SELECTED EXCERPT
• • •

For the past few months I have spent a great deal of my life in the Committee Corridor, chairing a Select Committee looking at the impact of digital technology on democracy. One thing has already emerged with quite frightening clarity: confusion over where to seek verifiable fact. However, thanks largely to the vision of the noble Lord, Lord Birt, who I am delighted is in his place, and as recently confirmed by Ofcom, the BBC has emerged as the digital gold standard in the provision of trusted information in an era of fake news. Surely, as we stand on the brink of a global pandemic, that gold standard of trust is more crucial than it has ever been.
This can no longer be about the wilful vengeance of politicians; it is about the very real possibility of saving lives. To paraphrase the noble Lord, Lord Hennessy, speaking in this House just two months ago, trust is the scarcest and most precious political metal we have. Sad to say, I am far from reassured by the Secretary of State’s well-trailed retreat from earlier briefings. I can only repeat my belief that we are watching a well-rehearsed process of intimidation and destabilisation. Hopefully, when she comes to respond to the debate the Minister will unequivocally assure me that I am wrong, because we cannot allow an unremitting vendetta to rob us of the most valuable asset that democracy has at its disposal.

• • •

INFORMATION SUPPLIED
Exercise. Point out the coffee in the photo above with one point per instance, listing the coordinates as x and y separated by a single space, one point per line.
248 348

• • •

TASK DETAILS
Extract the passage from the excerpt on trust in the BBC, starting with "This can no" and going on through "at its disposal.", and reproduce it word for word.

SOLVED EXERCISE
This can no longer be about the wilful vengeance of politicians; it is about the very real possibility of saving lives. To paraphrase the noble Lord, Lord Hennessy, speaking in this House just two months ago, trust is the scarcest and most precious political metal we have. Sad to say, I am far from reassured by the Secretary of State’s well-trailed retreat from earlier briefings. I can only repeat my belief that we are watching a well-rehearsed process of intimidation and destabilisation. Hopefully, when she comes to respond to the debate the Minister will unequivocally assure me that I am wrong, because we cannot allow an unremitting vendetta to rob us of the most valuable asset that democracy has at its disposal.